* Required work *
Count the lines below that contain the string "dark", and reply with only that number.

==================================================

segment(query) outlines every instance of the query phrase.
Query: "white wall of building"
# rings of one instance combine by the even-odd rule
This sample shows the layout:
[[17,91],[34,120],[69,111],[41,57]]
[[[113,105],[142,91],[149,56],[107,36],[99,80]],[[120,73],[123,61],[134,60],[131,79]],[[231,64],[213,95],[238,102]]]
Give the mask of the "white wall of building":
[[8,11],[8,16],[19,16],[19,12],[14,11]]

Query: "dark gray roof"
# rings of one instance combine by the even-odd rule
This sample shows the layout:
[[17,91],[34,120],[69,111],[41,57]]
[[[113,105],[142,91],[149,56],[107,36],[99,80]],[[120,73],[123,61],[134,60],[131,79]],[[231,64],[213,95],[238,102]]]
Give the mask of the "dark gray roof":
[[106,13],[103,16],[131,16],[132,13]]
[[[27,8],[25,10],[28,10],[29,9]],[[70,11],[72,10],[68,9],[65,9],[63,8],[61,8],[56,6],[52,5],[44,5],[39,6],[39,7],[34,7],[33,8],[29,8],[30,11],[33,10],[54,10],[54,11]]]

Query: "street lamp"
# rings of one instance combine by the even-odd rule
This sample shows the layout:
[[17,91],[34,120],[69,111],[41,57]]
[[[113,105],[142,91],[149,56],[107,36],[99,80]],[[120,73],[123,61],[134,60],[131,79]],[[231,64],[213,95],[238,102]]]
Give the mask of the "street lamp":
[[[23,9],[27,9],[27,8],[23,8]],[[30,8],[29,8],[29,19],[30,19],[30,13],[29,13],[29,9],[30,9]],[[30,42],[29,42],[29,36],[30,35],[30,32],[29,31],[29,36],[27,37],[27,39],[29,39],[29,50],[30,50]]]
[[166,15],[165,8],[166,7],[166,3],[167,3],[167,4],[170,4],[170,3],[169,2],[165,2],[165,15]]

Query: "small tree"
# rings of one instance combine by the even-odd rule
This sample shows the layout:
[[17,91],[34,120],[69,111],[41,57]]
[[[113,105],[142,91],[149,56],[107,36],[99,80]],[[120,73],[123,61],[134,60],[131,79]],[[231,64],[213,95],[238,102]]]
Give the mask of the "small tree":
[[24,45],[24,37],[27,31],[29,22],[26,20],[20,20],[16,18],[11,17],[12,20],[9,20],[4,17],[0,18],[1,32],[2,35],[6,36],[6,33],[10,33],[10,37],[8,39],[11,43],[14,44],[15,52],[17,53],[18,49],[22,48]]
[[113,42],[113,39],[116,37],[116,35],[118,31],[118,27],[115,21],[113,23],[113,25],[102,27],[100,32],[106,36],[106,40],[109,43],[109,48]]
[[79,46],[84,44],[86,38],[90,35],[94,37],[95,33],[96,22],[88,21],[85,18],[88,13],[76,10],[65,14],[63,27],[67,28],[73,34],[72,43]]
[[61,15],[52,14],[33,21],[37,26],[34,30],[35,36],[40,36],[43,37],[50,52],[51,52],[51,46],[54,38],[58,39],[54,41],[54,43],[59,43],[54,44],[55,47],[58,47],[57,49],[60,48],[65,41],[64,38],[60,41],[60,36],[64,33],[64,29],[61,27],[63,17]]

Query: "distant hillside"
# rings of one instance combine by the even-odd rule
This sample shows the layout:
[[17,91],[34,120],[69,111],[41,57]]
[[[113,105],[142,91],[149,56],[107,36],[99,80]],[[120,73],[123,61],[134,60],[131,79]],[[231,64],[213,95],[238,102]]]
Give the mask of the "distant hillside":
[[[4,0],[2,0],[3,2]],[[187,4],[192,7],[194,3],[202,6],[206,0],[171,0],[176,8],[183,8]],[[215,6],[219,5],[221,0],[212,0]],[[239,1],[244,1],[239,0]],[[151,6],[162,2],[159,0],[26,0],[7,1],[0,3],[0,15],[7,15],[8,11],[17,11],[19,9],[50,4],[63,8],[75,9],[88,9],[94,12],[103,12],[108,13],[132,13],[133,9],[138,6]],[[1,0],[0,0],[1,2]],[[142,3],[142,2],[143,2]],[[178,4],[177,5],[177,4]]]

==================================================

* Reply *
2